● **Work order 1**: In the article on George and Mitt Romney, what share of respondents in a recent Post-ABC News poll said they would be less likely to vote for an LDS candidate?
● **Work order 2**:
For each statement, decide whether it agrees with the article on George and Mitt Romney, and quote the words that decide it.
(a) George Romney was a devout Mormon.
(b) Religion is less influential in American politics today than it was in the 1960s.
(c) The LDS Church sends most of its young men on two-year proselytizing missions.
● **Work order 3**: Using the article on George and Mitt Romney, explain why the LDS Church is no longer a relatively small, quirky, American-bred offshoot of Protestant Christianity.

● **Text block**:
━━━
From Deseret News archives:
Judge Romney on politics not religion
What did not ruin George Romney's aspirations was his faith.
Like his son, Mitt, George Romney was a devout Mormon. Religion, as the truism goes, is far more influential in American politics today than it was in the 1960s. Forty years after his father ran, Mitt Romney's faith has elicited a cover story in the New Republic, a front-page feature in The New York Times and obligatory mentions in otherwise standard coverage of the formal kickoff of his campaign this week. Mitt Romney, it seems, might be the first presidential candidate since Al Smith whose campaign suffers seriously because of his regular attendance at Sunday services.
Writers often note that evangelical voters, now considered consequential in Southern Republican primaries, distrust Mormons. It is too easy, however, to claim that the two Romney candidacies' differing challenges simply reflect the altered composition of Republican primary voters since 1968. In a recent Post-ABC News poll, 35 percent of respondents said they would be less likely to vote for a candidate who is LDS.
After decades of explosive growth, LDS Church is no longer a relatively small, quirky, American-bred offshoot of Protestant Christianity but an increasingly influential institution that erects large temples in major cities, sends most of its young men on two-year proselytizing missions and operates big businesses across the country. The Mormons, critics say, are secretive and strange, and they are controlling more and more of your world.
━━━
● **Source information**:
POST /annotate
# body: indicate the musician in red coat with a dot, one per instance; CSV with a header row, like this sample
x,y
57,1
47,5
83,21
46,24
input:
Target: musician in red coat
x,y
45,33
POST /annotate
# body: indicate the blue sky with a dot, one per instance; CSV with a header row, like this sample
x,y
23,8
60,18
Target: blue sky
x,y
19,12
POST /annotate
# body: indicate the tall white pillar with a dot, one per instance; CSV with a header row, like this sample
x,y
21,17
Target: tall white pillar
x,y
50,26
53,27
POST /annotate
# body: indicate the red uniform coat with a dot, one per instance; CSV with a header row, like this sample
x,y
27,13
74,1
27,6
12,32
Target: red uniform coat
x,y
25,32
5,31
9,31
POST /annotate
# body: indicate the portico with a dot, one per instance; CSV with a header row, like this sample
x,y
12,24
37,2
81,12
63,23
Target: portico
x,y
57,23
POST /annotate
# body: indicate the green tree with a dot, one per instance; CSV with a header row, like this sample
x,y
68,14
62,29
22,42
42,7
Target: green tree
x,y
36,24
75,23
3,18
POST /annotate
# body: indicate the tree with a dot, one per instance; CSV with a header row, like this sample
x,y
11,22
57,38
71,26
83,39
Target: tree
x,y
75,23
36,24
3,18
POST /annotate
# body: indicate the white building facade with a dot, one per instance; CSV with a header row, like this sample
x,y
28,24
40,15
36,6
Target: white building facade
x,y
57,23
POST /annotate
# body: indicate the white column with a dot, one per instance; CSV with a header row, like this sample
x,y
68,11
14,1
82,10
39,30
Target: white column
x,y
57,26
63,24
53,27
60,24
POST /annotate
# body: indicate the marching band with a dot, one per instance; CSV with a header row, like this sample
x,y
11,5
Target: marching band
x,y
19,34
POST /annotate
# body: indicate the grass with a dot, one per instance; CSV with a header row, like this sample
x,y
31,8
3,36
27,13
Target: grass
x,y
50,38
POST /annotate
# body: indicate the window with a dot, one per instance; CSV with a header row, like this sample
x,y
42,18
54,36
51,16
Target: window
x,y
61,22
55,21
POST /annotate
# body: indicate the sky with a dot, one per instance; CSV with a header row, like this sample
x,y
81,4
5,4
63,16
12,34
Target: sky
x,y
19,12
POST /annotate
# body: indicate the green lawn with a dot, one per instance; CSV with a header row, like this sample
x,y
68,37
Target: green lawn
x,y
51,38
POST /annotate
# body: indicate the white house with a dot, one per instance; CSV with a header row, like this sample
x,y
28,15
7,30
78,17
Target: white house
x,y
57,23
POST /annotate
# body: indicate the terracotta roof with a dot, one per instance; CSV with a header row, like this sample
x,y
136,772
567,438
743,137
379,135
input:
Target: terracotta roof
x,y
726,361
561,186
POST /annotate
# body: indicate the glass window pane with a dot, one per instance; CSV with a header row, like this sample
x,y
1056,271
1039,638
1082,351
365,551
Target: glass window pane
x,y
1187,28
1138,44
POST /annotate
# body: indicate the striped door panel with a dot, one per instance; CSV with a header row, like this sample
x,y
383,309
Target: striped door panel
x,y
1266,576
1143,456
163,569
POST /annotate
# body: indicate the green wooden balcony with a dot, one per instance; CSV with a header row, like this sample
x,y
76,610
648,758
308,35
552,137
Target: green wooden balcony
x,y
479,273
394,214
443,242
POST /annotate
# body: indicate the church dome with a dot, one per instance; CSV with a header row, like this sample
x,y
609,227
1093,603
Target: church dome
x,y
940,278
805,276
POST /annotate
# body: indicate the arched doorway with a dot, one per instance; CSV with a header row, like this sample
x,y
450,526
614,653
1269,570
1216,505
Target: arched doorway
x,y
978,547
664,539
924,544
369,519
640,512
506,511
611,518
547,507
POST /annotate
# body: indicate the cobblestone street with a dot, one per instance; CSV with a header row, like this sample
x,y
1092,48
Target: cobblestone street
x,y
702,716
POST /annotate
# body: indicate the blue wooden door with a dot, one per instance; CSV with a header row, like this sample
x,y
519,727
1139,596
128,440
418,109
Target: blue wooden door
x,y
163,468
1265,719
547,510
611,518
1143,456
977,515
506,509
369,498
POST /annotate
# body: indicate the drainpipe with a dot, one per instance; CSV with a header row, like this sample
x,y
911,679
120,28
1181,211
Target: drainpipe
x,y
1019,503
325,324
━━━
● **Output 1**: 35 percent.

● **Output 2**:
(a) Yes: "Like his son, Mitt, George Romney was a devout Mormon."
(b) No: "Religion, as the truism goes, is far more influential in American politics today than it was in the 1960s."
(c) Yes: "sends most of its young men on two-year proselytizing missions"

● **Output 3**: After decades of explosive growth, the LDS Church has become an increasingly influential institution. It erects large temples in major cities, sends most of its young men on two-year proselytizing missions and operates big businesses across the country.